→ What to produce: Reproduce word for word the part of the One World Trade Center text that begins at "New renderings of" and stops after "the digital erasure.".

→ Text segment:

All images: The Port Authority and the Durst Organization

New renderings of One World Trade Center were released earlier this week, the first to be made available to the public in five years. The images depict David Child’s 104-story tall tower soaring above the Lower Manhattan skyline, its glass-and-steel trunk incandescent with the hues of late-summer sunsets. But wait, there are some conspicuous changes afoot: namely, the skyscraper–officially the city’s tallest–is flanked by a series of erstwhile stone predecessors and not the ring of glass-clad structures originally offered six years ago. Foster + Partners’ 2 World Trade Center and Richard Rogers’ 3 World Trade Center have been excised from the plans, with only Fumihiko Maki’s 4 World Trade Center surviving the digital erasure.

Less obvious is the removal of the sculptural spire that crowned 1WTC in all design iterations up until this past May, when developers Durst Organization and the Port Authority announced its deletion citing feasibility concerns. The alteration, which removed the fiberglass cocoon that would have sheathed the tower’s antenna, would probably have gone unnoticed by both the press and public at large had it not undermined the project’s symbolic (and much-tooted) 1,776-foot height and, in so doing, jeopardized the project’s title as tallest building in the Western Hemisphere.

→ Supplied entries:
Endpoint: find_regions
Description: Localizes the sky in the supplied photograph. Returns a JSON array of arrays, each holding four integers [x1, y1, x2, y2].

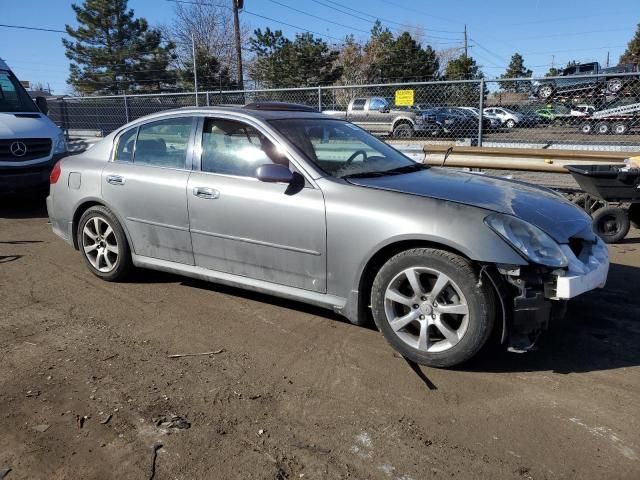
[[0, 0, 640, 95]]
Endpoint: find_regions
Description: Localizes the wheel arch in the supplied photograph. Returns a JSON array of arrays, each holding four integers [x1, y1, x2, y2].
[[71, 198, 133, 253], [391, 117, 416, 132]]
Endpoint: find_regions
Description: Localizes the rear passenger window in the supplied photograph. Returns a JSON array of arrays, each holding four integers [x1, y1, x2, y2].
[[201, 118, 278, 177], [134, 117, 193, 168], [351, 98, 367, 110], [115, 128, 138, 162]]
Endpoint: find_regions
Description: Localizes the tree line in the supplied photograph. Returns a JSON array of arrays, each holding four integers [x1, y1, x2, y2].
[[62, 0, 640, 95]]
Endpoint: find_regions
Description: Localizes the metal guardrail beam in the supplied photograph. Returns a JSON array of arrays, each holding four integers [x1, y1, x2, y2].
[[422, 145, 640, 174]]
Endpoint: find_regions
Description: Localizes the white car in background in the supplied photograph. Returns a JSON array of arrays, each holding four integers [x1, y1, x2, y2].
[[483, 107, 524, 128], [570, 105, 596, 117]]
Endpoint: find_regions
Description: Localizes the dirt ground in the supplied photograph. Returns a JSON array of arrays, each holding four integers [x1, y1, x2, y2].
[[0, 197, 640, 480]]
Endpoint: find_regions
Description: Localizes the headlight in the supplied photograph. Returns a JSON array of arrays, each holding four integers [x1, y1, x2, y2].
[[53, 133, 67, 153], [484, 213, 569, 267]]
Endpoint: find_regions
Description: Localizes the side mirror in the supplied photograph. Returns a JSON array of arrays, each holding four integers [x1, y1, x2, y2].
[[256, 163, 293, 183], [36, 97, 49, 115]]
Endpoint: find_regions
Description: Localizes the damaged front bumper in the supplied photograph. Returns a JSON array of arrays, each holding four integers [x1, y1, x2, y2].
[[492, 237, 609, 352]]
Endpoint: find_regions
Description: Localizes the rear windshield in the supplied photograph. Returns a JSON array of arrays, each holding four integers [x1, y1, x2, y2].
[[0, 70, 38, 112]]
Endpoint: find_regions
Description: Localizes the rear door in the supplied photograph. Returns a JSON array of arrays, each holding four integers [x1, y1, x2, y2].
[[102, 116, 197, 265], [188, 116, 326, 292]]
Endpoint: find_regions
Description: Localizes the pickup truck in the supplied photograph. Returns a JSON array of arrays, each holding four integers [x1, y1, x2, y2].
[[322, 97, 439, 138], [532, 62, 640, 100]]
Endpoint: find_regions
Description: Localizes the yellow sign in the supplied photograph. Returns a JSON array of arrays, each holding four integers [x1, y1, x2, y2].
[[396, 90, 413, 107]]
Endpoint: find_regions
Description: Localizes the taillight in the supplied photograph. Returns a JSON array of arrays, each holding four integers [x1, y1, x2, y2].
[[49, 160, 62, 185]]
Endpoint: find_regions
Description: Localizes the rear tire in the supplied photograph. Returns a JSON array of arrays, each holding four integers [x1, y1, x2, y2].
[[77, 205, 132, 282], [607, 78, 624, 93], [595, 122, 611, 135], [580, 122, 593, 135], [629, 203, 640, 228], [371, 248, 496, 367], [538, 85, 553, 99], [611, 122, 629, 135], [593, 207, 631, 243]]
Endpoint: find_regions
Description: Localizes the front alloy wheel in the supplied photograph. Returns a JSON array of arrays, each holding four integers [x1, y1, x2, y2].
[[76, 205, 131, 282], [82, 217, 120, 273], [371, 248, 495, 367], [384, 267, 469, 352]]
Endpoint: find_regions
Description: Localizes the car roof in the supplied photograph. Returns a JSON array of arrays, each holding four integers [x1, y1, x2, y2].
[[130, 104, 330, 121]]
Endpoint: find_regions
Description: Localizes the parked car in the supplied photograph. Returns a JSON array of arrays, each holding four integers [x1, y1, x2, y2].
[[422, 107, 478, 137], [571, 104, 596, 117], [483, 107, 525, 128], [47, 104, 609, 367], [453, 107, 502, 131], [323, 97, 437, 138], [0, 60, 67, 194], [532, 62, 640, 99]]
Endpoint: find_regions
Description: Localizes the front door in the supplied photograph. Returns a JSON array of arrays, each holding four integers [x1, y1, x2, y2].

---

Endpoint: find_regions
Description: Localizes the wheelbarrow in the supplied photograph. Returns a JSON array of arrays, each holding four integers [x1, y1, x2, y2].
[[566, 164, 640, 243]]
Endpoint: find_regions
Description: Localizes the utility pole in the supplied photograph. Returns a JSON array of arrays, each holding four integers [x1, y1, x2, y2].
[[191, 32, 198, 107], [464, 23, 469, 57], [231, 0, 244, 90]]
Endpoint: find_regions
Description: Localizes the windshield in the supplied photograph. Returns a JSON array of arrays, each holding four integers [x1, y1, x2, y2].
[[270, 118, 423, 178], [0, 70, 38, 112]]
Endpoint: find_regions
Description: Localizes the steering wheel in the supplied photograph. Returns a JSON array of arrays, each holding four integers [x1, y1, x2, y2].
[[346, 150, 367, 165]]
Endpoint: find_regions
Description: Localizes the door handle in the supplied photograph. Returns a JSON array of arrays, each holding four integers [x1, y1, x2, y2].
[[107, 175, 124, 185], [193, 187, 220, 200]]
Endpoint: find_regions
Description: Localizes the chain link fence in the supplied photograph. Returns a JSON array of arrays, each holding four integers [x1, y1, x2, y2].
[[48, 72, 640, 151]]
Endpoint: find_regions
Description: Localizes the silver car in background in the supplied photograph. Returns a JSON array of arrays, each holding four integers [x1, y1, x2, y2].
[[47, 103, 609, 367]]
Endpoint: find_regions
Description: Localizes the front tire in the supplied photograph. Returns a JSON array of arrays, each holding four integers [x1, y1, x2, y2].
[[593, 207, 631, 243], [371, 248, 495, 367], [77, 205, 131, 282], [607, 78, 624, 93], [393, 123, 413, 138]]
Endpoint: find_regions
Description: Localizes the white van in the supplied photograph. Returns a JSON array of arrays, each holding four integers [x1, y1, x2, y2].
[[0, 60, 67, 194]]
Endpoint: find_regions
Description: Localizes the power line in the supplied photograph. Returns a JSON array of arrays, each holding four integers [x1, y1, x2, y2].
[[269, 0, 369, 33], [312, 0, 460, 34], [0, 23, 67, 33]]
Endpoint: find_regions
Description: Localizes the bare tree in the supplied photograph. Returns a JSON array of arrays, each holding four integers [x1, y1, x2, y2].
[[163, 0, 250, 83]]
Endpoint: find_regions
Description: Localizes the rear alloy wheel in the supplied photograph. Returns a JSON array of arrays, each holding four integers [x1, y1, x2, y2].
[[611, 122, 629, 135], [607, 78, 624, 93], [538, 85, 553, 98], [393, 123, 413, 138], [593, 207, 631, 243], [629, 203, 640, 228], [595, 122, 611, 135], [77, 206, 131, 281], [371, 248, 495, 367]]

--

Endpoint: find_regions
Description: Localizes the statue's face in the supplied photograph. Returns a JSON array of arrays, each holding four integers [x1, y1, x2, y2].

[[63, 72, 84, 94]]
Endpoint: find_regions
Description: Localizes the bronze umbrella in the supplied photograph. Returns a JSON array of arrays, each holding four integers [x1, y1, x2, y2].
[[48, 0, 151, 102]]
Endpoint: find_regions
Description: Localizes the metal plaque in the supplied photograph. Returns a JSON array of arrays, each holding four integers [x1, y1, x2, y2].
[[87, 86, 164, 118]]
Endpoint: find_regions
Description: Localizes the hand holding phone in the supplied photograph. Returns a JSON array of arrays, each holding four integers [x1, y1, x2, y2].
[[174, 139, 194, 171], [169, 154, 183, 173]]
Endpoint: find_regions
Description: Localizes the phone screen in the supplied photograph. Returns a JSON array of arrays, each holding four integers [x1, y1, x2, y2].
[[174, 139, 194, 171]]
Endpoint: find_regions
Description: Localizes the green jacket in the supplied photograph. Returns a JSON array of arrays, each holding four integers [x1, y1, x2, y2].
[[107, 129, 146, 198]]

→ Response to the exercise:
New renderings of One World Trade Center were released earlier this week, the first to be made available to the public in five years. The images depict David Child’s 104-story tall tower soaring above the Lower Manhattan skyline, its glass-and-steel trunk incandescent with the hues of late-summer sunsets. But wait, there are some conspicuous changes afoot: namely, the skyscraper–officially the city’s tallest–is flanked by a series of erstwhile stone predecessors and not the ring of glass-clad structures originally offered six years ago. Foster + Partners’ 2 World Trade Center and Richard Rogers’ 3 World Trade Center have been excised from the plans, with only Fumihiko Maki’s 4 World Trade Center surviving the digital erasure.